Görevler
1/ Okuma metnine göre anlatıcı ile Eyüp, Kadir'in yanına giderken yolun ortasına ne koydu?
2/ Okuma metninde "Mehmet emmim de anlatırdı" diye başlayan paragrafı, ana bilgilerini koruyarak daha kısa biçimde yeniden yazın.
3/ Aşağıdaki ifadelerin okuma metniyle uyuşup uyuşmadığını belirtin. Her biri için evet ya da hayır deyin ve karara dayanak olan sözleri metinden aynen alıntılayın.
(a) Anlatıcı ile Eyüp, Kadir'in yanından gece 12 civarında kalktı.
(b) Recep'in evinin yanındaki dar yol bugün hâlâ açıktır.
(c) Alison ile Yavuz anlatılan hikâyelerle ilgilenmiyordu.

Okuma Metni
..........

YOL ORTASINA KURULU KUZİNE
Tekin KOŞAR Yazıyor...
Sene kaç hatırlamıyorum. Sadık
dayının Eyüp ile birlikte gezerdik hep. Bir gece Züverin Memedin Kadir'in
yanına oturmaya gidelim dedik.
Mehmet emmim de anlatırdı
bize, Recep’in evinin yanından aşağı dar bir yol vardı. Şimdi kapalı. Ne zaman
eve geç gelse her seferinde oradan siyah bir köpek çıkıp peşine takılır, eve
kadar gelip kendisi eve girince köpek dönüp geri gidermiş.
Biz de bunu kendi aramızda
abarta abarta anlatıyorduk. Tabi o zaman Alison ile Yavuz küçükler ama gece
sokağa ikisi birlikte çıkıp geziyorlardı. Bu hikayeleri anlattığımız zaman
kulak kabartarak dinliyorlardı.
Eyüp ile ikimiz Kadir'in yanına çay içmeye giderken yol
kenarında bulduğumuz eski hurda bir kuzineyi yani sobayı yolun ortasına koyduk. Kadir'in yanına vardık. Selam, sabah,
Laf, muhabbet derken vakit gece 12’yi bulmuş, “hadi kalkalım, vakit geç oldu” deyip Eyüp ile ikimiz ayaklandık.
Kadir bizi kapıdan geçirdi ve içeri gitti. Biz çıktık yola. Baktık yolun
ortasında bir karaltı oturuyor. Korkup tekrar Kadir’in yanına eve geri kaçtık.

..........

Gösterilen Bilgiler
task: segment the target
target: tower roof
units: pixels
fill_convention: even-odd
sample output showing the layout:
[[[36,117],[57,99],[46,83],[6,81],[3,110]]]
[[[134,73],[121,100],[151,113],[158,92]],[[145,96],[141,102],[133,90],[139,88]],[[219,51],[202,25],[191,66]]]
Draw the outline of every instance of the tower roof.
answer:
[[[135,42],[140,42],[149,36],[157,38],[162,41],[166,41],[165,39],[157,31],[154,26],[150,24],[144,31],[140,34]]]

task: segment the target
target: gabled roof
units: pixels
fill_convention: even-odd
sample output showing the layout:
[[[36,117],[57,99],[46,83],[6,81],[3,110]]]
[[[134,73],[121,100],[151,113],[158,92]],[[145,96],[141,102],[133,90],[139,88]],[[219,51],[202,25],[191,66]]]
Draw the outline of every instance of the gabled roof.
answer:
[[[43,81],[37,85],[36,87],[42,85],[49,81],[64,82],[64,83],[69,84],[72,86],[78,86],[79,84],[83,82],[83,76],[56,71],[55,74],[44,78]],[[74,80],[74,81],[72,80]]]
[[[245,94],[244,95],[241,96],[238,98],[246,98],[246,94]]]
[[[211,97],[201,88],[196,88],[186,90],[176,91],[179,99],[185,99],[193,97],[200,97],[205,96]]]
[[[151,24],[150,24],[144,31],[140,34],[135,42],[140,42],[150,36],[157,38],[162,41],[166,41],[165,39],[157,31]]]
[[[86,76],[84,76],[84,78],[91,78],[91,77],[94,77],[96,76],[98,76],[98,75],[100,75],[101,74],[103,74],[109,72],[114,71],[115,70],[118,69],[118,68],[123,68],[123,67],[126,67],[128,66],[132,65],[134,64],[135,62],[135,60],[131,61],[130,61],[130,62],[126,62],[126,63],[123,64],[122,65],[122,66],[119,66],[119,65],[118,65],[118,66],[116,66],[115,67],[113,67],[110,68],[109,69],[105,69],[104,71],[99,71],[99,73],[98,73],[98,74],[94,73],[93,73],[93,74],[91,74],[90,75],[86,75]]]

..........

Görev Yanıtları
1/ Yol kenarında buldukları eski, hurda bir kuzineyi, yani sobayı.

2/ Mehmet emmi, Recep'in evinin yanından aşağı inen ve şimdi kapalı olan dar yolda bir olay yaşardı. Eve geç geldiği her sefer siyah bir köpek çıkıp onu eve kadar izler, o eve girince de geri dönüp gidermiş.

3/
(a) Evet: "vakit gece 12’yi bulmuş"
(b) Hayır: "Şimdi kapalı."
(c) Hayır: "kulak kabartarak dinliyorlardı"